# [What the exercise asks]
How many lines in the data below include the word "shirt"? State the number alone.

# [Extracted data]
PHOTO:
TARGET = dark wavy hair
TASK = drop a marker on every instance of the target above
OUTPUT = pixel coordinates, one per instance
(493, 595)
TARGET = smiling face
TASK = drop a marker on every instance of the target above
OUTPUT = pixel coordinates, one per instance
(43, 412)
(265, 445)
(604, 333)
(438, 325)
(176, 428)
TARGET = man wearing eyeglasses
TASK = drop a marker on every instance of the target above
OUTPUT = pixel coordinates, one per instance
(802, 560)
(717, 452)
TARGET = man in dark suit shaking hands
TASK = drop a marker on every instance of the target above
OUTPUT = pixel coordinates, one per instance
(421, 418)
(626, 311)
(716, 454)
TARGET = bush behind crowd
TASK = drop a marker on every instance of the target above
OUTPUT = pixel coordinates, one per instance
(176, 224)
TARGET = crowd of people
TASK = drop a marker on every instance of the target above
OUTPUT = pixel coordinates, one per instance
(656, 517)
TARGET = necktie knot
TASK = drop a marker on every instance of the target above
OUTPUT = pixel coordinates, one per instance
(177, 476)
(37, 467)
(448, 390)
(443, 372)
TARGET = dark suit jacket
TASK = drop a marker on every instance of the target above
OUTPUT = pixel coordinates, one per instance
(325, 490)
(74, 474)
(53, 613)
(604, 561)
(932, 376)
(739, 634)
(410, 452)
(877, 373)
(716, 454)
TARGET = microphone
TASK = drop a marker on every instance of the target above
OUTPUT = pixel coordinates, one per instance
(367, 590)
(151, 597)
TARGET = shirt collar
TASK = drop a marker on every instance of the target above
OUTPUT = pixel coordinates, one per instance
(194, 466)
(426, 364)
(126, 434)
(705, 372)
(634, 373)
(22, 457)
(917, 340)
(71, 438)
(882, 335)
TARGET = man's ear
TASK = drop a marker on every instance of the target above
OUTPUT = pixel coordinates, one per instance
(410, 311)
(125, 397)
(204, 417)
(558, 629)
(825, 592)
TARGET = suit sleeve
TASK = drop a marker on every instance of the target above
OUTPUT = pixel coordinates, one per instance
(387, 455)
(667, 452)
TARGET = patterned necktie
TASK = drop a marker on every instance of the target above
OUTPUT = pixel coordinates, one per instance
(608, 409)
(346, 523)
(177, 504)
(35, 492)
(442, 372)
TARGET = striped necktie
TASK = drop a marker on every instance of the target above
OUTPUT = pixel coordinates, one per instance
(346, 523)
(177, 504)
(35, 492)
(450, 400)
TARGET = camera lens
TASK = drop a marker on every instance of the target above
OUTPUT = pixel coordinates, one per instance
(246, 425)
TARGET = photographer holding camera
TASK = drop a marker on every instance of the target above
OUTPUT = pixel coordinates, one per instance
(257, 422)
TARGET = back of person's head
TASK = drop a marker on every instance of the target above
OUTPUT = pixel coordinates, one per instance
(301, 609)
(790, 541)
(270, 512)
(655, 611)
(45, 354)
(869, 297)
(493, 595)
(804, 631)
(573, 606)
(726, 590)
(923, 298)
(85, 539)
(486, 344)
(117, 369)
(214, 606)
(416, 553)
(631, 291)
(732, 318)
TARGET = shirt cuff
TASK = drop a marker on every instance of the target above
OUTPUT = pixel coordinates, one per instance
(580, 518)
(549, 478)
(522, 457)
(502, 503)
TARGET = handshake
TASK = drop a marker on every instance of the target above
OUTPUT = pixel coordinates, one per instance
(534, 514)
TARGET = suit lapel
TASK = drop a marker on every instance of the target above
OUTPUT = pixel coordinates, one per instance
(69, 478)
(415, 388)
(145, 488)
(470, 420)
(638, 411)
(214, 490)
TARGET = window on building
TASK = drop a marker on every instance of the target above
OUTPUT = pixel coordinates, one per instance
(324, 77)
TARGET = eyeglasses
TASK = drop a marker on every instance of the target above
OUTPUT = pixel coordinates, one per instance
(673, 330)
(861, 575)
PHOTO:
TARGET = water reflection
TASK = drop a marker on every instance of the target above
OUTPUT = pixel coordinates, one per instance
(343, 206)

# [Worked solution]
2